» **THE TASK**
Please pull out every line below that contains the string "pixels", matching case exactly, and copy each one in full.

» **SUPPLIED RECORDS**
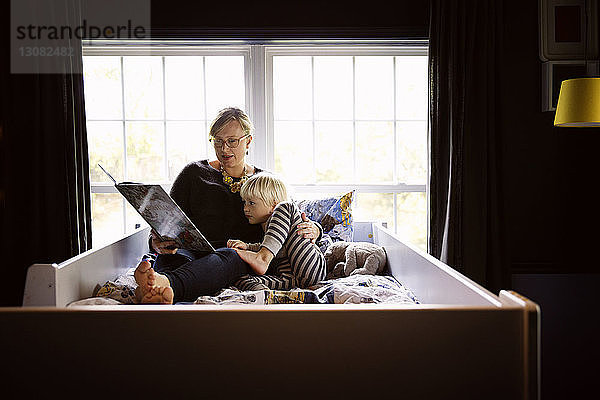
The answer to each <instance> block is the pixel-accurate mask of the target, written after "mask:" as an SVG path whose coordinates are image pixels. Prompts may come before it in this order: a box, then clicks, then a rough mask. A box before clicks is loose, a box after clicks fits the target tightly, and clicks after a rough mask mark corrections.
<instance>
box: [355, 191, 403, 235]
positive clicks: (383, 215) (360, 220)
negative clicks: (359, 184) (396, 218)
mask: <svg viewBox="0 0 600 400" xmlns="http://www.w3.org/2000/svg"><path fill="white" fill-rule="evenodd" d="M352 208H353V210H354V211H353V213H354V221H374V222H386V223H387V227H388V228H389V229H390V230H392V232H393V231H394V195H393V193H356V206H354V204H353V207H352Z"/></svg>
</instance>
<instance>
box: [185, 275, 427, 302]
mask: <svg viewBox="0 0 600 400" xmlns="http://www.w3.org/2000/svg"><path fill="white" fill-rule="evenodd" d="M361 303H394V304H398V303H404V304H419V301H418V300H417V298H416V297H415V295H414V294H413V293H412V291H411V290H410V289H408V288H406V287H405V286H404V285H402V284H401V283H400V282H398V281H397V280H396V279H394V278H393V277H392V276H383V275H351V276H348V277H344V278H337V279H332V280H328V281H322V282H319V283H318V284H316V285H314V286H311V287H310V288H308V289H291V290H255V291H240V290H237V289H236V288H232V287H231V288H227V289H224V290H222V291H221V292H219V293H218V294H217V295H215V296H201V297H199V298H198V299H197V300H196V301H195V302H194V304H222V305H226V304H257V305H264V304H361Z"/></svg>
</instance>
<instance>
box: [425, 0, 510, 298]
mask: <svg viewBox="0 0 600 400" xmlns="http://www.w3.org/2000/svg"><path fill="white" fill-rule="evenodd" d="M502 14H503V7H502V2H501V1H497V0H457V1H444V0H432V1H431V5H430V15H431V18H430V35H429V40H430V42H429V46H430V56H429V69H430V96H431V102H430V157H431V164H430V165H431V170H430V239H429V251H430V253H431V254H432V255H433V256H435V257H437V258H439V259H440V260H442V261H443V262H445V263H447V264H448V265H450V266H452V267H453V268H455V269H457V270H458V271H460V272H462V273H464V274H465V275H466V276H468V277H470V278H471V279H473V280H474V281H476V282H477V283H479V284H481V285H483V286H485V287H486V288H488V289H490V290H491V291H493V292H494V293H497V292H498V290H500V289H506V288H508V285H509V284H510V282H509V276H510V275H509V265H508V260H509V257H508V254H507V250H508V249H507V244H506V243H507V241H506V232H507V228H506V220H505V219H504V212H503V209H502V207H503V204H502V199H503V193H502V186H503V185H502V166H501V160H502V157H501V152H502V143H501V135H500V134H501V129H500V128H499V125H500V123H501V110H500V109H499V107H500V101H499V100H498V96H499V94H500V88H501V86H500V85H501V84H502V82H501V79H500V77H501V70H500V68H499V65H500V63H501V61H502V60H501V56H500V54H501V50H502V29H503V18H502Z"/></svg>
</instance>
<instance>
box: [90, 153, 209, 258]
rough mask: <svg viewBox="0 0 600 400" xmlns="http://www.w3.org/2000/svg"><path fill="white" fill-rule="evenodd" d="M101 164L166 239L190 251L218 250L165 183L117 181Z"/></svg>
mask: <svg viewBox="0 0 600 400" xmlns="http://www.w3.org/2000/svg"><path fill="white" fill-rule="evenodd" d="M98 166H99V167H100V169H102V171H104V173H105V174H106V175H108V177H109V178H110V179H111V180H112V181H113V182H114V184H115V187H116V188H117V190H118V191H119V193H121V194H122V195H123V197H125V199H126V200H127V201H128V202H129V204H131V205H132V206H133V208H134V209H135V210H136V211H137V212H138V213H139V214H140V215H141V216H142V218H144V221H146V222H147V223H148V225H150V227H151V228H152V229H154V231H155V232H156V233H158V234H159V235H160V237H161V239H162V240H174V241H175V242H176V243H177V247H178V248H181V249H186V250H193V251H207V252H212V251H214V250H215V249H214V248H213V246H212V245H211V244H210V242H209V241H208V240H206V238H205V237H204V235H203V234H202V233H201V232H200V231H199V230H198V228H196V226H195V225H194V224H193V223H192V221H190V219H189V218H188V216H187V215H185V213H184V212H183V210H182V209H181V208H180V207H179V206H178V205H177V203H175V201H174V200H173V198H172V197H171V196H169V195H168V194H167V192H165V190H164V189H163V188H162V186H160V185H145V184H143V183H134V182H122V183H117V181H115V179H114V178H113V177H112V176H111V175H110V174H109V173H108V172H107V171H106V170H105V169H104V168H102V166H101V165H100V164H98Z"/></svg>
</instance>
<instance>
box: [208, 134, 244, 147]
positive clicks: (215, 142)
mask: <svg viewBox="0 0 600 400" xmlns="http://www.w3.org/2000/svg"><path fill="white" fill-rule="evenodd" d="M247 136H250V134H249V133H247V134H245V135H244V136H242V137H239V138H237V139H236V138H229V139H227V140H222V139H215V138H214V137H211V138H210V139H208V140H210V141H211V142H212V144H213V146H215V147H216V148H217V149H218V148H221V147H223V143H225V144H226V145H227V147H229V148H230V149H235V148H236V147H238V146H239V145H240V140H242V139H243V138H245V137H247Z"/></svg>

==

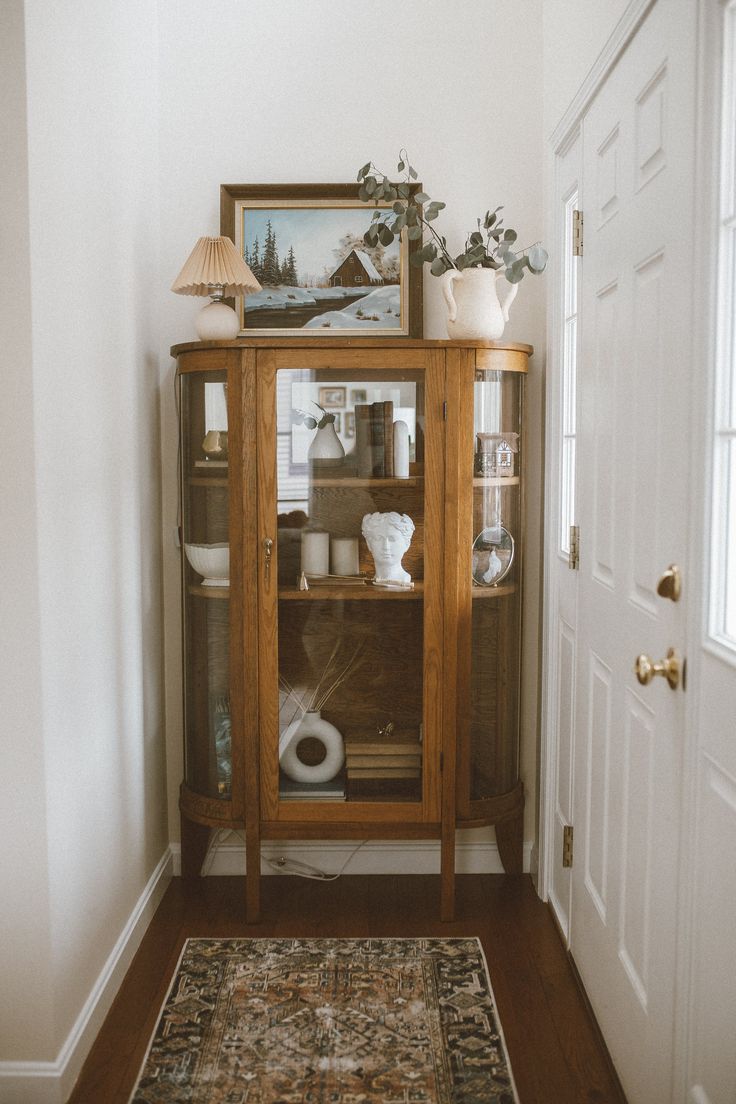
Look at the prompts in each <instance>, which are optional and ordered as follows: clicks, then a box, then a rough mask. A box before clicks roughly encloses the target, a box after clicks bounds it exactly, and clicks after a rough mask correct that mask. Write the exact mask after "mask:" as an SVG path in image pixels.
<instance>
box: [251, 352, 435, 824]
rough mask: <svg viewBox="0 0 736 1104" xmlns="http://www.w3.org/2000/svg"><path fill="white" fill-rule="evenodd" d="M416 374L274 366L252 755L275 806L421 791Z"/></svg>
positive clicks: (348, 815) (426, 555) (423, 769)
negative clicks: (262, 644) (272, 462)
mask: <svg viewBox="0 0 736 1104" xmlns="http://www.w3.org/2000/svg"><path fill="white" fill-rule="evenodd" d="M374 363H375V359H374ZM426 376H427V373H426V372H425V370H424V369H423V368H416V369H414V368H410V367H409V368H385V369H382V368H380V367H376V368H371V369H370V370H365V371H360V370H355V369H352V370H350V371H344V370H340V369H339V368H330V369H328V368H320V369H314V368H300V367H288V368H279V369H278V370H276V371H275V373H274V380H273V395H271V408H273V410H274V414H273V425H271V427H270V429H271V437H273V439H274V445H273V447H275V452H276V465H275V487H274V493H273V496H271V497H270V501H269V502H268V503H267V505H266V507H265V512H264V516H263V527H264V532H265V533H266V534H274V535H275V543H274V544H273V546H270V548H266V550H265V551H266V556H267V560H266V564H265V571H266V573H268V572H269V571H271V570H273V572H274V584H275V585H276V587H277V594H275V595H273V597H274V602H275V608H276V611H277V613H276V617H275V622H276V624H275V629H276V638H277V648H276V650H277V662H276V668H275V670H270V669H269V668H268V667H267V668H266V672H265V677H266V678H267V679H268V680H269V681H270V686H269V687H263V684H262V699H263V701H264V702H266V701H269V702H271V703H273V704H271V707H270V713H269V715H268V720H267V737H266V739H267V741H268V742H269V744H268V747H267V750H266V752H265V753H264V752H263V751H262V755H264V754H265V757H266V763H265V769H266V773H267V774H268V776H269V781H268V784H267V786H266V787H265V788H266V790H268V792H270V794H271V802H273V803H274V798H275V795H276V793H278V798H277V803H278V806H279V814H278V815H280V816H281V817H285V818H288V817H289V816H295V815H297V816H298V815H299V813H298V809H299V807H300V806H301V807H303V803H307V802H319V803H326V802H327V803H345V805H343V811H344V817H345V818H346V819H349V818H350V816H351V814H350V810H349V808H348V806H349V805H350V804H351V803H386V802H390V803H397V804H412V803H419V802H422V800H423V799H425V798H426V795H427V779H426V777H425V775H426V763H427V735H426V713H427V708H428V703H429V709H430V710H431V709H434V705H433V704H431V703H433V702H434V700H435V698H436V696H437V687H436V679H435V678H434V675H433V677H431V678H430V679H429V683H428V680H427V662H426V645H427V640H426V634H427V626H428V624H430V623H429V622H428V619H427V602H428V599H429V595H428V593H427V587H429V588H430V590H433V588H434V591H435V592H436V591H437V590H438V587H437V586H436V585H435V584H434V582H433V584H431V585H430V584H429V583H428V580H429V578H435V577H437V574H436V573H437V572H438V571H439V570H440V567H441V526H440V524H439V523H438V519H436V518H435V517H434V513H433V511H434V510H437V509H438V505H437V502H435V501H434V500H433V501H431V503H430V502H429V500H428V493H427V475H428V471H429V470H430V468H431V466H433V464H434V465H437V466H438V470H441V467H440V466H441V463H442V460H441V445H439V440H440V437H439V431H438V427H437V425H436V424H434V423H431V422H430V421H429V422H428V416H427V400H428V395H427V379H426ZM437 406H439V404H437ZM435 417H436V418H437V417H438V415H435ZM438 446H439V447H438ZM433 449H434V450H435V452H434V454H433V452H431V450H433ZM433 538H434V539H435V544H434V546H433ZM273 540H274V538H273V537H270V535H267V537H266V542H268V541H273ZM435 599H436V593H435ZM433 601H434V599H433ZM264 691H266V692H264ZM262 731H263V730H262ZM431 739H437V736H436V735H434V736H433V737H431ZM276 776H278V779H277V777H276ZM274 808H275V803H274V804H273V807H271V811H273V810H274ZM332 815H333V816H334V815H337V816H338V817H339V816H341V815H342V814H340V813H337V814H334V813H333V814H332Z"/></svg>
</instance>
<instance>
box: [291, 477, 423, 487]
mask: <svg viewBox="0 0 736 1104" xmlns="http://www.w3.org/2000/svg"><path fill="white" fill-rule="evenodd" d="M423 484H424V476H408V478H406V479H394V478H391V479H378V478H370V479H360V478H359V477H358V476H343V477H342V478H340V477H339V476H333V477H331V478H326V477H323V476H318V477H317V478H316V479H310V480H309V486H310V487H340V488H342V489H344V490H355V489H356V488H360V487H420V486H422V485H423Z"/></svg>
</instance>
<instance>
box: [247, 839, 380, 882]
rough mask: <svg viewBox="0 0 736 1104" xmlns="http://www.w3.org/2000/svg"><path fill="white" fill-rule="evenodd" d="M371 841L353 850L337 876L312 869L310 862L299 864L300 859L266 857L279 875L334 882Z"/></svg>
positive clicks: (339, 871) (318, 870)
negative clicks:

» **RESULT**
The answer to each <instance> block is the pixel-accurate mask of the target, written after "mask:" as an SVG path whose coordinates are image pixels. Prompts may come before it in this order: a box, then clicks, then a rough mask. A box before clicks is loose, a box after clicks fits the target tightly, and clicks after a rough mask mark corrections.
Look at the prompts in each <instance>, which are optional and ordered as follows: clicks, then a box, then a rough mask. A box before clicks roughly encloses the target, a box after clicks bounds it exactly, and clicks after a rough mask correct that mask. Write the exact mask after "mask:" as an SVG path in image pixels.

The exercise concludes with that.